Önce Sultanahmet Cezaevi’ne götürülen Nudiye, ardından Sinop ve Kırşehir Cezaevleri’ne nakledildi. Ve erkeklerin arasında adı sessizce anılan Nudiye, cezasının tamamını yattıktan sonra 1948’de tahliye edilir.

Eyleme faşist saldırı

Bu dönemde Nudiye ile Kıvılcımlı’nın bozulan ilişkileri tamamen bitmiştir ve 1950 yılında tahliye olan Kıvılcımlı, Emine adlı bir kadınla evlenir. Lakin Nudiye ile Kıvılcımlı’nın yoldaşlıkları bir ömür devam eder. Öyle ki Kıvılcımlı tarafından 1954 yılında kurulan Vatan Partisi’nde Nudiye de vardır. Yönetim Kurulu’nda yer alan Nudiye, pek çok mitingde konuşmacı olarak yer alır. Yer yer siyasi metinleri edebiyatla harmanlayarak seslenir kitlelere.

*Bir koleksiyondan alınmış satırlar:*
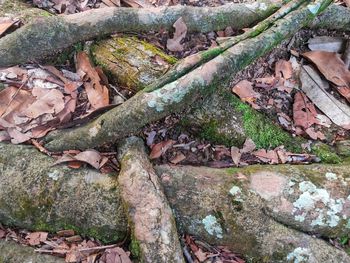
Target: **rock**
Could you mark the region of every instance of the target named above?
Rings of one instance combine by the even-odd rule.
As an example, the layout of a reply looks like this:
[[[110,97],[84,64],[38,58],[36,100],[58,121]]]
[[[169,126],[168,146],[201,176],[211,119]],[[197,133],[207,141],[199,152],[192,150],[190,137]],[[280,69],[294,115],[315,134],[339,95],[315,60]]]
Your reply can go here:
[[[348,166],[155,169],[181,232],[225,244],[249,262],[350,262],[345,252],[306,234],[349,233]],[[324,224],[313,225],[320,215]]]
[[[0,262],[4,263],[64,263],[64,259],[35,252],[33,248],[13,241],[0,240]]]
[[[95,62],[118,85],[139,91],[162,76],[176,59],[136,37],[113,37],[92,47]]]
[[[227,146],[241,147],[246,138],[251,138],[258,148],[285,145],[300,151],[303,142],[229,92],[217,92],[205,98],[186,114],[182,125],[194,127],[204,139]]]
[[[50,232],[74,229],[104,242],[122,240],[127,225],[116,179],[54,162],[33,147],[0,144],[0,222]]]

...

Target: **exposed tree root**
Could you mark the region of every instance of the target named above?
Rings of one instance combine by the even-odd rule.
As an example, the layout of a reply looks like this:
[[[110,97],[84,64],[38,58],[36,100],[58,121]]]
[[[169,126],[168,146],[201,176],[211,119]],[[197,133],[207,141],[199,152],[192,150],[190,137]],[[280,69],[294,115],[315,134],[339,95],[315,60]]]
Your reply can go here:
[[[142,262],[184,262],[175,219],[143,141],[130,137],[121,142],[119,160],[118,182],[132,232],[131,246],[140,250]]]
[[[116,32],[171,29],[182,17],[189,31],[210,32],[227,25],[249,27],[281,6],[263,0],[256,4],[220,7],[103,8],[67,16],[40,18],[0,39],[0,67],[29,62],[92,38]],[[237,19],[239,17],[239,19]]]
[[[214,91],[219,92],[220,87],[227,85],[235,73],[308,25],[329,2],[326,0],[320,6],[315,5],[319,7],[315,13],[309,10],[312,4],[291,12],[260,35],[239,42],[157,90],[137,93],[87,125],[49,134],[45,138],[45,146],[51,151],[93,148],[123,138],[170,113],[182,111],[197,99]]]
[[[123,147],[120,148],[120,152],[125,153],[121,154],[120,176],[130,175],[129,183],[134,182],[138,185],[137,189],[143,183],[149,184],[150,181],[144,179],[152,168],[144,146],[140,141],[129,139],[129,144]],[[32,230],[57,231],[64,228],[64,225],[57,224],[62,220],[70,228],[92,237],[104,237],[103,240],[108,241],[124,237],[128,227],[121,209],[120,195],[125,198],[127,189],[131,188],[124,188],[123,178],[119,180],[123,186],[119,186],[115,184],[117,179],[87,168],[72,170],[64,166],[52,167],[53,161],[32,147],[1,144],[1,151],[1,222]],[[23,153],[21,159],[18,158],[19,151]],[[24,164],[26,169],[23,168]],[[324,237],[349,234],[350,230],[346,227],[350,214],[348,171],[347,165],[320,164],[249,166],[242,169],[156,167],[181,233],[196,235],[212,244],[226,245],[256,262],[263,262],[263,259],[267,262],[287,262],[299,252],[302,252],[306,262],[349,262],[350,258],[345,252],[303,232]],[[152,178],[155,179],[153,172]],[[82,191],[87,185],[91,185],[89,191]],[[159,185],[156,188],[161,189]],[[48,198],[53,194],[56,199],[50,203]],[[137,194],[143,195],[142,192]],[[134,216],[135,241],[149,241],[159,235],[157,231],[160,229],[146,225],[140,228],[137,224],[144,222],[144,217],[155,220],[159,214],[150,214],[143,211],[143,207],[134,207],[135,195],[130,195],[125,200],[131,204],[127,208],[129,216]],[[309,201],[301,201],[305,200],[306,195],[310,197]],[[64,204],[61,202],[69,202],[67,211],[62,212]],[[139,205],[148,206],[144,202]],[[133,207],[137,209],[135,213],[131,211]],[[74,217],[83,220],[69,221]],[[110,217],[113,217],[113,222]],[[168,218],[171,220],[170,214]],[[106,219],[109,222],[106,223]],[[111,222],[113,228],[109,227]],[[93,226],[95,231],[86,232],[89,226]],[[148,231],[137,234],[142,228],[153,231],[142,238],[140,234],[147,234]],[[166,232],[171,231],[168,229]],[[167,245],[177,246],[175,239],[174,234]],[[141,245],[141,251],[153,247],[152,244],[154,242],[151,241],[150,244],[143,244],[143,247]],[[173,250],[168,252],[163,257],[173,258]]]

* * *

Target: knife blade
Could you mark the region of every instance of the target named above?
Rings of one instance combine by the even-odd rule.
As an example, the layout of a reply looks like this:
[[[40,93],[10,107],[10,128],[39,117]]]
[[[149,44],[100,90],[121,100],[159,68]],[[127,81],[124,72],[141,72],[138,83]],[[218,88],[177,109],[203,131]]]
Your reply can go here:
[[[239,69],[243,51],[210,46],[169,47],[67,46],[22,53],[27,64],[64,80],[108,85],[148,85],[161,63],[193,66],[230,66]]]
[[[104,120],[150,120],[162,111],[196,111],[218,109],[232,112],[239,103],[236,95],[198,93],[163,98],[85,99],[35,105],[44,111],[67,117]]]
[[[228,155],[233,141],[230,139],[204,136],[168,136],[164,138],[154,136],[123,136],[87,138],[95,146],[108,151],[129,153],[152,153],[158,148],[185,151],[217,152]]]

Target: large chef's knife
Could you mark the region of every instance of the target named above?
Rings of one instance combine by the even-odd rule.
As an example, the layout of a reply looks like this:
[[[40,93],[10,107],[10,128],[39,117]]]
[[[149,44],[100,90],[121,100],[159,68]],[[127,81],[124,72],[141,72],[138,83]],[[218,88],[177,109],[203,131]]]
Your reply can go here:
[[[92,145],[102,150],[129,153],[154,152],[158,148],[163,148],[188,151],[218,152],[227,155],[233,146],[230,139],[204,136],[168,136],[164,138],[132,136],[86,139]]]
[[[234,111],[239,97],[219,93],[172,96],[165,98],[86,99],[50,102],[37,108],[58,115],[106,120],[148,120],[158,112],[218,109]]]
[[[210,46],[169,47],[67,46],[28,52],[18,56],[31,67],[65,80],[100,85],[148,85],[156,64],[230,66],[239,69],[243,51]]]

*Beklenen İş:*
Nudiye'nin hayatını anlatan metni, son cümlesinden sonra kaldığı yerden alıp sürdür. Bu satırların buradaki çalışmada hiçbir rolü yoktur.

*Çözümlü Alıştırma:*
Bazı eylemleri faşistler tarafından saldırıya da uğrar. Bunlardan biri 1957 yılında Fatih’te düzenledikleri eylemdir. Burada yapılan mitingde Faşist İlhan Darendelioğlu ve Osman Yüksel sivil polislerle birlikte “Komünistler Moskova’ya” diye bağırıp, taş atmaya başlarlar. Bu esnada konuşma yapan Nudiye’nin boğazına atılan kiremitlerden biri gelir ve yaralanır.

Nudiye hiçbir şeyden sakınmadan kavgasını yükseltirken, sesi sadece faşistler değil kendi ‘yoldaşları’ tarafından da kısılmaya çalışılır.

Mitingde yaralandığı yıl Kıvılcımlı tutuklanarak cezaevine girer ve partinin başkanlığına Nudiye’nin getirilmesini ister. Lakin parti üyesi Kerim Korcan buna karşı çıkar ve Nudiye’nin ‘sadece amatörce yazı işleriyle uğraşan biri’ olduğunu söyler. Bununla da yetinmeyen ve açıkça cinsiyetçilik yapan Korcan, Nudiye’nin partiden ihraç ettirilmesini talep eder.

Parti içindeki bu karrşıkların yanı sıra birde operasyon başlatılır ve Nudiye tutuklanır. Nudiye bu davadan da 7 Ekim 1959 günü beraat eder.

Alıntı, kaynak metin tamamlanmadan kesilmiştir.